◆ **EXTRAIT SOURCE**
'''

Peu expérimenté d’abord, on le laisse habituellement se « faire la main » sur les criminels, mais on s’attend à ce qu’il ne rate pas l’exécution. S’il fait mal son travail, la foule peut rapidement s’emporter et même intervenir jusqu’à libérer le prisonnier, considérée comme une victime de l’incompétence de l’exécuteur. Sa maladresse peut même lui coûter la vie. Néanmoins, il a la chance d’avoir un salaire décent. À Québec, il est payé 300 livres par an, ce qui équivaut au salaire annuel d’un ouvrier spécialisé au milieu du milieu du 18e siècle (8).

Décapitation de Lally-Tollendal (1766). Le bourreau s’y reprendra à plusieurs fois pour trancher la tête.

Décapitation de Lally-Tollendal (1766). Le bourreau s’y reprendra à plusieurs fois pour trancher la tête.

La pendaison est la plus commune des peines capitales. Des 89 personnes qui furent condamnées à la peine de mort sous le régime français, 69 furent pendus (9). Les roturiers sont ainsi traînés sur la place publique, montés sur une échelle pour être attaché à la corde puis pendus, haut et court. La décapitation est, quant à elle, le privilège des nobles. Seuls quelques gentilshommes en écopèrent, pour peine d’avoir tué leur adversaire au cours d’un duel. Mais de ces quelques nobles condamnés, tous parvinrent à s’échapper avant de subir leur châtiment. Le supplice de la roue était sans doute la plus horrible des façons de mourir. C’était un des châtiments les plus douloureux car le bourreau brisait les membres du condamné encore en vie, avant de le laisser pour mort sur une roue, face contre ciel.

'''

◆ **DONNÉES BRUTES**

'''

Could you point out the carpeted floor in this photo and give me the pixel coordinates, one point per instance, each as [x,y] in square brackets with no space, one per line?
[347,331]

'''

◆ **ÉNONCÉ DE L'EXERCICE**
Répondez à ces questions d'après l'extrait sur le bourreau :
1. Quel salaire annuel le bourreau touche-t-il à Québec ?
2. Sur les 89 condamnés à mort sous le régime français, combien furent pendus ?
3. Quelle peine capitale est présentée comme le privilège des nobles ?
La liste ne joue ici aucun rôle.

◆ **RÉSULTAT DE L'EXERCICE**
1. 300 livres par an.
2. 69.
3. La décapitation.